*What is asked*.
Output the lines of the records as a Markdown table with the columns Row and Line, numbering each row and leaving out blank lines. Begin at the line that contains "Where can you see the mossy" and stop after the line that contains "point(302, 180)".

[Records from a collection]
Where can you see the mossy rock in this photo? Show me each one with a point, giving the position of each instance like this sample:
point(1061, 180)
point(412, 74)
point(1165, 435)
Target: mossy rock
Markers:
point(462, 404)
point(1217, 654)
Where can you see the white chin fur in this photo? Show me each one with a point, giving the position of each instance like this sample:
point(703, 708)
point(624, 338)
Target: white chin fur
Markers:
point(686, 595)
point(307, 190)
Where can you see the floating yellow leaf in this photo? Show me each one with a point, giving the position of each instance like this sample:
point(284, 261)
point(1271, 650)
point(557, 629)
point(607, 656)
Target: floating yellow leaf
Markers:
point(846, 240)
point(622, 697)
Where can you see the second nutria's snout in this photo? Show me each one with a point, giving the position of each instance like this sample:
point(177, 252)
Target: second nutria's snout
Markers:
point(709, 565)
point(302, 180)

* * *

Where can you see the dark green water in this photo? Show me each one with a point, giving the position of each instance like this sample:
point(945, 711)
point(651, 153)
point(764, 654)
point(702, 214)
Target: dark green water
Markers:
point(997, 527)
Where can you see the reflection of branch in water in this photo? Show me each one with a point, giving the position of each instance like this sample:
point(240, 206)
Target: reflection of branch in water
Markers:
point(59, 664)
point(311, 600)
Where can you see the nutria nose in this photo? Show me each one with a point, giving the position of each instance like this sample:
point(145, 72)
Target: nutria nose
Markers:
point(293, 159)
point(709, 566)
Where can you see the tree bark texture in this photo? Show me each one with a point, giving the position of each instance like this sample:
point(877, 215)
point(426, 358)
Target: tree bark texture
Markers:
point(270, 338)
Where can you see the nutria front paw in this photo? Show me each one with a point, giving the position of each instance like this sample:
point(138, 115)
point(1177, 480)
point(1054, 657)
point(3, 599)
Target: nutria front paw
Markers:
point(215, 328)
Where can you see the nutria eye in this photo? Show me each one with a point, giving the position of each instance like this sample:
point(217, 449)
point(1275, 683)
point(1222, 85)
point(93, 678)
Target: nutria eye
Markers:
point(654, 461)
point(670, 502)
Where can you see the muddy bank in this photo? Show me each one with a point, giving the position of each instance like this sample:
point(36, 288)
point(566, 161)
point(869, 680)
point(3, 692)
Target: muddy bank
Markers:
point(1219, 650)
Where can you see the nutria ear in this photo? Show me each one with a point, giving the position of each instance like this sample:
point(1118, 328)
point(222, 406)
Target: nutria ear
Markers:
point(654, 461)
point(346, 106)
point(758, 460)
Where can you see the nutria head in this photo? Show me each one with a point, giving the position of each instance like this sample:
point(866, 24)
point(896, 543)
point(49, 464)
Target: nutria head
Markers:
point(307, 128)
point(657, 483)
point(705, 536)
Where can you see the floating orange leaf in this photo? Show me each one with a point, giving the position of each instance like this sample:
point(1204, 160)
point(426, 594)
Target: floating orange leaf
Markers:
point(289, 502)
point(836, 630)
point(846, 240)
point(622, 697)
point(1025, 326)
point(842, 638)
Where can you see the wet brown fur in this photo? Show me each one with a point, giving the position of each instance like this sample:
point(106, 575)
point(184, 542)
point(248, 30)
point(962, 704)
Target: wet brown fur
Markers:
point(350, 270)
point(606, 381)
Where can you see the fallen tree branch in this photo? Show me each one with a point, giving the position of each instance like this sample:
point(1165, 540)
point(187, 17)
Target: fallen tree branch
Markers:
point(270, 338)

*Exercise answer*.
| Row | Line |
|---|---|
| 1 | Where can you see the mossy rock in this photo? Show me each one with a point, giving the position of each instance like this sample: |
| 2 | point(1061, 180) |
| 3 | point(412, 74) |
| 4 | point(1165, 435) |
| 5 | Target: mossy rock |
| 6 | Markers: |
| 7 | point(462, 404) |
| 8 | point(1217, 654) |
| 9 | Where can you see the white chin fur in this photo? Show me each one with a point, giving the position of each instance like this sample: |
| 10 | point(703, 708) |
| 11 | point(624, 338) |
| 12 | Target: white chin fur |
| 13 | Markers: |
| 14 | point(686, 595) |
| 15 | point(307, 190) |
| 16 | Where can you see the floating yellow leaf in this photo? Show me each one with a point, giving the position of each instance like this sample: |
| 17 | point(284, 261) |
| 18 | point(1271, 650) |
| 19 | point(557, 629) |
| 20 | point(607, 656) |
| 21 | Target: floating yellow leaf |
| 22 | Markers: |
| 23 | point(846, 240) |
| 24 | point(622, 697) |
| 25 | Where can you see the second nutria's snout in this photo? Show me each one with a point, giving the position of each instance like this sample: |
| 26 | point(177, 252) |
| 27 | Target: second nutria's snout |
| 28 | Markers: |
| 29 | point(709, 565) |
| 30 | point(302, 180) |